## Excerpted text:
━━━━

Guelph was a good stepping stone from the small town life, but Toronto was still hard to catch up to at first and every tall building I walked by I’d crane my neck way back to see to the top and get nervous on the subway and get overwhelmed by the speed of everything. I’m completely comfortable with it all now. Love it, in fact. I don’t talk about the farm much but people seem genuinely interested if they find out that I grew up on one. I think it’s because I tell them with a bit more pride in my voice instead of…well, shame. But there are still those that react with a look of incredulity and reply with something like, “YOU grew on a farm?” And when I visit Leamington, I feel like I almost don’t fit in there cause I’m so much a city boy now, which I find pretty ironic.

MM: What was the most insane thing that ever happened at a past job?

JH: Where to begin? I guess if I had to answer the MOST insane thing, it would be hearing the words “I’m going to bring back a gun and shoot you all!” while I was working at a thrift store on Queen West in Parkdale. A woman had tried to steal a pair of shoes from our store by hiding them in her purse and the assistant manager stopped her as she was leaving to ask if she could see inside her bag. The woman immediately got all defensive so it was obvious she’d taken something. The assistant manager wouldn’t relent and they ended up getting in a tugging match over the purse. The woman then used her teeth in defence and started to bite employees; the assistant manager on the arm, and another co-worker (toothless Eddie was his nickname) on the leg, drawing blood.

While this was happening, I was being yelled at to call 911, which I had never done before. I called and shakily described what was happening in front of me and the next question was the address of our store, which I didn’t know. I actually fumbled around the drawers around the cash register looking for a business card with an address on it and thought how ridiculous all of this was and that when it was over, I was quitting. The woman got away after enough bites and the police got involved and we were all questioned separately and the store was put under lockdown. I quit that day, only to be offered a dollar raise if I stayed. I lasted another two months.

MM: Describe your current job.

JH: That’s a tough one because I’m all over the place. I just finished up an internship with the Canadian Community Economic Development Network, which works to strengthen Canadian communities by providing improved economic opportunities and enhancing environmental and social conditions. I also just finished a short-term contract helping write a funding report to be sent to Citizenship and Immigration Canada and I’m starting another one day a week contract with the Ontario Social Economy Roundtable doing anything from taking minutes in meetings to editing policy reports. Also starting this week I’ll be assisting with species-at-risk research in Six Nations territory for 3-4 days a week doing point counts and finding nests for at-risk birds in the region. I’m really excited for that contract to start.

━━━━

## Extracted material:
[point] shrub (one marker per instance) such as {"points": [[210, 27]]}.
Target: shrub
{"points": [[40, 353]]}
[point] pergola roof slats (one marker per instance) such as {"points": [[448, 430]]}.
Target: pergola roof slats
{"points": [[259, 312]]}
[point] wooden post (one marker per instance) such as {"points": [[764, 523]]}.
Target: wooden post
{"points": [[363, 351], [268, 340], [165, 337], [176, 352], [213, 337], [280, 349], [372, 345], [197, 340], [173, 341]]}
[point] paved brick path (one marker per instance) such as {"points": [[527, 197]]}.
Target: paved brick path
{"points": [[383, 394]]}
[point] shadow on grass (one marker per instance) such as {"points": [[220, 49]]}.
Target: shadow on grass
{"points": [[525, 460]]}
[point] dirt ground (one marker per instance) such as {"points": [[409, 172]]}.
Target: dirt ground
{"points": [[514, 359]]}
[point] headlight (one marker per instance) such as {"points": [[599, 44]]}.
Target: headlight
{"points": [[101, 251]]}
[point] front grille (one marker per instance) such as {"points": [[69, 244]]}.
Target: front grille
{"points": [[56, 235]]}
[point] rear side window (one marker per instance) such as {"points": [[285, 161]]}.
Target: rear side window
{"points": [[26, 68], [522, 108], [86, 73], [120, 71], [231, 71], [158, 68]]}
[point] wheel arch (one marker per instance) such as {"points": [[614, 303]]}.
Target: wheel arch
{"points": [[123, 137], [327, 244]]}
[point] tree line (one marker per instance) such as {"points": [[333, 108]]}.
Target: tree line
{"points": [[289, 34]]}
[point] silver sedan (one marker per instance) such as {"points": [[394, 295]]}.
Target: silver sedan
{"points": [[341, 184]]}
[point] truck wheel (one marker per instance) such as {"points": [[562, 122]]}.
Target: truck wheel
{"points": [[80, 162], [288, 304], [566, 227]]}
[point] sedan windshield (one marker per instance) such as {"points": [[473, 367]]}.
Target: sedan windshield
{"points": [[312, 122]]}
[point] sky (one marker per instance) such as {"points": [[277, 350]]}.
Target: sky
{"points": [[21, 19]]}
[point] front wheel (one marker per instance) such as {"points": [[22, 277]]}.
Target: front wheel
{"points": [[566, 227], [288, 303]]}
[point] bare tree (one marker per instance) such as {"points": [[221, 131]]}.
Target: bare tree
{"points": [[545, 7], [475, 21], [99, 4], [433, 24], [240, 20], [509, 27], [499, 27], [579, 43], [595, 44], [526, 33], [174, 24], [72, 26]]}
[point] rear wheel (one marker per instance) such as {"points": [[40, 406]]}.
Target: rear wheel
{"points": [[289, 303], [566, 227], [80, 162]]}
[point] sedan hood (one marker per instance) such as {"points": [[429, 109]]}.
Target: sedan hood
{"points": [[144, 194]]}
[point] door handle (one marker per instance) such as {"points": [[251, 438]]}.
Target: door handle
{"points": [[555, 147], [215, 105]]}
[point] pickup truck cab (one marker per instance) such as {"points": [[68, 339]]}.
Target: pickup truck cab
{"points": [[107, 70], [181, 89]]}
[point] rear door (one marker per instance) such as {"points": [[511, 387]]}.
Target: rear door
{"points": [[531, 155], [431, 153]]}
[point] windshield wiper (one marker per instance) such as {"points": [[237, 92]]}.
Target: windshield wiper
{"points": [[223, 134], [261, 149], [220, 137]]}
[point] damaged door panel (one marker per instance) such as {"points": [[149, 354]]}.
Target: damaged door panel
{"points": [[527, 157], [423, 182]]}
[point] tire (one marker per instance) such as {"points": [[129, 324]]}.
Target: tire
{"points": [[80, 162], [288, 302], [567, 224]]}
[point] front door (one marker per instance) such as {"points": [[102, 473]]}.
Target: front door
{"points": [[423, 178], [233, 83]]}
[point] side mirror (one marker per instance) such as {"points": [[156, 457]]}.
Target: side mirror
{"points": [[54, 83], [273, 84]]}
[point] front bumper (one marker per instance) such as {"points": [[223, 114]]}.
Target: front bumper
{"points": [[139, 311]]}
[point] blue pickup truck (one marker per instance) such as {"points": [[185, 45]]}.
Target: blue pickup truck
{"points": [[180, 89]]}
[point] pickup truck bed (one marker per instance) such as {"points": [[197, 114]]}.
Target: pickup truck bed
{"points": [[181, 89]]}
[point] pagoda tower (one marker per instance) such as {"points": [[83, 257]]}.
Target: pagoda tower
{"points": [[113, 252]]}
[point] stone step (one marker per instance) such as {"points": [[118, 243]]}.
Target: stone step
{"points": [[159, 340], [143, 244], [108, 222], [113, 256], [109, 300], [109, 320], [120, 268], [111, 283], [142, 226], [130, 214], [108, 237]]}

━━━━

## Instructions:
a – Which lines of the rows contain the string "wheel"? Extract each of them, counting only matches with the same case.
b – Resume the interview about moving from farm life to Toronto and holding various jobs, carrying it on from its final sentence.
The interview text and the rows have nothing to do with each other.

## Per-task answers:
a –
[point] wheel arch (one marker per instance) such as {"points": [[614, 303]]}.
Target: wheel arch
[point] truck wheel (one marker per instance) such as {"points": [[562, 122]]}.
Target: truck wheel
[point] front wheel (one marker per instance) such as {"points": [[22, 277]]}.
Target: front wheel
[point] rear wheel (one marker per instance) such as {"points": [[40, 406]]}.
Target: rear wheel

b –
MM: How and why did you get into bird watching?

JH: I really have to give credit to one of my best friends from back home, Marianne Reid. She was my neighbour and we went to the same church and the same elementary school so it was only natural that we would become close. She’s like a sister to me. She started birding a few years before me and introduced me to the hobby so at 9 years old I borrowed an ancient pair of binoculars from my grandma and went for a walk around the farm. I was immediately impressed by how many different birds I could find just on our property. My parents picked up on the interest and bought me the Peterson’s Field Guide to Eastern Birds. Marianne then invited me to Point Pelee National Park during spring migration and I was overwhelmed by the diversity of shapes and colour and sound. I was hooked.

MM: What book should everyone track down and read?

JH: If you haven’t read The Catcher in the Rye by J.D. Salinger, you really should read it. I try to read it at least every other year and I experience something completely different with every read. But I can’t answer this question without throwing out a couple authors everyone should read, too. Ian McEwan, John Updike, and Tom Wolfe are all musts.   

MM: You have a lot of fun people on twitter, like Roger Ebert and Sarah Palin. What’s all-time your favourite tweet from someone on your list?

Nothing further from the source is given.